> [TRAVAIL DEMANDÉ]:
Extrayez toutes les lignes qui suivent et recopiez-les sans y changer un seul caractère.

+ + + + + + +

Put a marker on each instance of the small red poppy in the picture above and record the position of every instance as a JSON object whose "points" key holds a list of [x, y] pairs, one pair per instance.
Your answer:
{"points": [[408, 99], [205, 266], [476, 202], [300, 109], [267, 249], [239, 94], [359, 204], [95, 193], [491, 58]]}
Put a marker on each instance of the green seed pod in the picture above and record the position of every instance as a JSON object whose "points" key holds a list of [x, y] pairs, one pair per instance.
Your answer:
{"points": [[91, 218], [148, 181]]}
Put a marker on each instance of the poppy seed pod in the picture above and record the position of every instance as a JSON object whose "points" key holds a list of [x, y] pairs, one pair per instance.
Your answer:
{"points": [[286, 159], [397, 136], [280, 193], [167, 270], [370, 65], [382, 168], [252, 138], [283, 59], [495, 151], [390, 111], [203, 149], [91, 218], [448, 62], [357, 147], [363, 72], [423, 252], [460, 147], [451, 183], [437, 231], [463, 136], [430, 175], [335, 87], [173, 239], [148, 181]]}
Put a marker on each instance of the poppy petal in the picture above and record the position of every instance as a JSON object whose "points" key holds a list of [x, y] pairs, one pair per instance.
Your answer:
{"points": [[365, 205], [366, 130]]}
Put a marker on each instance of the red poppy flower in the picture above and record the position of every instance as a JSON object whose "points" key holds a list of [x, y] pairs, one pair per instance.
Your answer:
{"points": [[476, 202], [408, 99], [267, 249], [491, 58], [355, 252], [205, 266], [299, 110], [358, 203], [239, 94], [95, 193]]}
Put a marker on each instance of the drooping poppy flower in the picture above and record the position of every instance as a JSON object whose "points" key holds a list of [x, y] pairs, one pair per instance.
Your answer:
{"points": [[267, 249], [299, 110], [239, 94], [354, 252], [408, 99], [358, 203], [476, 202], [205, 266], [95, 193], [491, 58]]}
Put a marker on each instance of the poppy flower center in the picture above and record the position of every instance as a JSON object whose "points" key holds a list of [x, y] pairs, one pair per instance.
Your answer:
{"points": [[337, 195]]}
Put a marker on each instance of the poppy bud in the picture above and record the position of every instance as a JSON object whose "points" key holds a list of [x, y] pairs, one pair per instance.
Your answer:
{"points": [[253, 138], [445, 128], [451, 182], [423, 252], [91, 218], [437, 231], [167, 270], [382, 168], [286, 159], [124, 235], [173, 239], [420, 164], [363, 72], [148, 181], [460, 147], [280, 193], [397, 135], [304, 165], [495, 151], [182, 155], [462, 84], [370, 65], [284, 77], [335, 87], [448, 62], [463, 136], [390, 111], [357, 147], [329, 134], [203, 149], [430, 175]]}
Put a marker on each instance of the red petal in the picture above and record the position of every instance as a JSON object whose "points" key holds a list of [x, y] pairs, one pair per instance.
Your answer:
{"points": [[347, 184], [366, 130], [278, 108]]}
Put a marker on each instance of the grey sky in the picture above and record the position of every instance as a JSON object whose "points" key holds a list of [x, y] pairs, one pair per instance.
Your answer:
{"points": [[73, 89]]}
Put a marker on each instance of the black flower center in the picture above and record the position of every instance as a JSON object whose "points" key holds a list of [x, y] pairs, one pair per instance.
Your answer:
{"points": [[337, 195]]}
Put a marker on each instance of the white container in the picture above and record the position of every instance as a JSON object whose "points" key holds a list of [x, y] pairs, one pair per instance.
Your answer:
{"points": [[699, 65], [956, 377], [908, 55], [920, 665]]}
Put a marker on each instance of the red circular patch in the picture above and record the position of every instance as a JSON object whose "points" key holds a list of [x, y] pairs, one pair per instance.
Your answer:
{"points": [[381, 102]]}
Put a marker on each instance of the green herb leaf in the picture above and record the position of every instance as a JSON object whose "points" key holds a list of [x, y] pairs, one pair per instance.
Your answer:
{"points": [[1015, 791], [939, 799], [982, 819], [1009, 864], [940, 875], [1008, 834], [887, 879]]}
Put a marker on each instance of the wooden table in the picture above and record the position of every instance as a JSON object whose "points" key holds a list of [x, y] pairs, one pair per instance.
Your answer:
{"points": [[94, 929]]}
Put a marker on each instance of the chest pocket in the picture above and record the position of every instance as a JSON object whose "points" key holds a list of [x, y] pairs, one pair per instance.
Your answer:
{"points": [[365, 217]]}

+ + + + + + +

> [CORRIGÉ]:
Put a marker on each instance of the small red poppy in the picture above and record the position of every instance as a JSON object whose "points" key holds a list of [x, y] pairs, one pair per instance.
Your answer:
{"points": [[408, 99], [205, 266], [476, 202], [300, 109], [267, 249], [239, 94], [359, 204], [95, 193], [491, 58]]}
Put a marker on each instance of the green seed pod in the picture above and record the position of every instance as a JSON object whose "points" key holds a list of [x, y] pairs, one pair per instance.
Your answer:
{"points": [[91, 218], [148, 181]]}
Put a marker on each instance of the poppy seed pod in the picture above and record the position of every instance as a JSON object whose "points" key holds a list of [x, y] pairs, one pair per instance.
Your answer:
{"points": [[286, 159], [397, 136], [280, 193], [167, 270], [370, 65], [382, 168], [252, 138], [283, 59], [495, 151], [390, 111], [203, 149], [91, 218], [448, 62], [357, 147], [363, 72], [423, 252], [460, 147], [451, 183], [437, 231], [463, 136], [430, 175], [335, 87], [173, 239], [148, 181]]}
Put a marker on each instance of the poppy petal in the picture above and record the position of every instance as a JSON object whose "points" key holds a list of [x, y] pairs, one pair per instance.
Your answer:
{"points": [[365, 205], [366, 130]]}
Put a marker on each instance of the red poppy flower in the picture above and record the position of every instance as a JSON object whose "points" key holds a list of [x, y] pairs, one pair per instance.
Your answer:
{"points": [[476, 202], [408, 99], [267, 249], [491, 58], [355, 252], [205, 266], [299, 110], [358, 203], [239, 94], [95, 193]]}
Put a marker on each instance of the drooping poppy flower in the picture above and record the position of every instance as a JSON object whose "points" key holds a list of [x, y] pairs, one pair per instance.
Your answer:
{"points": [[267, 249], [299, 110], [239, 94], [354, 252], [408, 99], [358, 203], [476, 202], [205, 266], [95, 193], [491, 58]]}
Put a marker on each instance of the poppy flower center in the picture above and record the position of every instance as a JSON object whose "points" key holds a list of [x, y] pairs, one pair per instance.
Your answer:
{"points": [[337, 195]]}
Put a marker on each instance of the poppy bud in the picture above and record the position of every instance as a JSON object whose "points" key holds a list of [x, y] pairs, one pair per instance.
Your answer:
{"points": [[253, 138], [445, 128], [451, 182], [423, 252], [91, 218], [437, 231], [167, 270], [382, 168], [286, 159], [124, 235], [173, 239], [420, 164], [363, 72], [148, 181], [460, 147], [280, 193], [397, 135], [304, 165], [495, 151], [182, 155], [462, 84], [370, 65], [284, 77], [335, 87], [448, 62], [463, 136], [390, 111], [357, 147], [329, 134], [203, 149], [430, 175]]}
Put a marker on each instance of the red petal in the picture above and record the position of every instance as a JSON object whose "points" key holds a list of [x, y] pairs, one pair per instance.
Your answer:
{"points": [[347, 184], [366, 130], [278, 108]]}
Put a marker on each instance of the grey sky in the picture above and record the position of every instance as a JSON object whose "points" key holds a list of [x, y] pairs, one pair per instance.
Your answer:
{"points": [[73, 89]]}
Put a marker on each instance of the black flower center in the picture above and record the position of every instance as a JSON object whose "points" key holds a list of [x, y] pairs, one pair per instance.
Your answer:
{"points": [[337, 195]]}
Put a marker on each instance of the white container in the picture above and record the position of every instance as a JSON object whose "points" key holds a list of [x, y] pairs, one pair per instance.
Your answer:
{"points": [[699, 65], [956, 377], [908, 55], [920, 665]]}
Put a marker on each instance of the red circular patch in the picture above and record the position of every instance as a JSON object whose "points" key holds a list of [x, y] pairs, one pair per instance.
Your answer:
{"points": [[381, 102]]}
Put a marker on each instance of the green herb leaf in the picture above and record the position of every instance as a JSON object whose "points" key holds a list of [x, y] pairs, one pair per instance.
Your answer:
{"points": [[1015, 791], [939, 799], [982, 819], [1009, 864], [940, 875], [1008, 834], [887, 879]]}
Put a marker on each instance of the wooden table in the picture above and record the position of every instance as a JSON object whose "points" key holds a list of [x, y] pairs, one pair per instance.
Your answer:
{"points": [[94, 929]]}
Put a marker on each instance of the chest pocket in the picture above and record the position of every instance as a JSON object whose "points" key holds a list of [x, y] pairs, one pair per instance.
Your answer:
{"points": [[365, 217]]}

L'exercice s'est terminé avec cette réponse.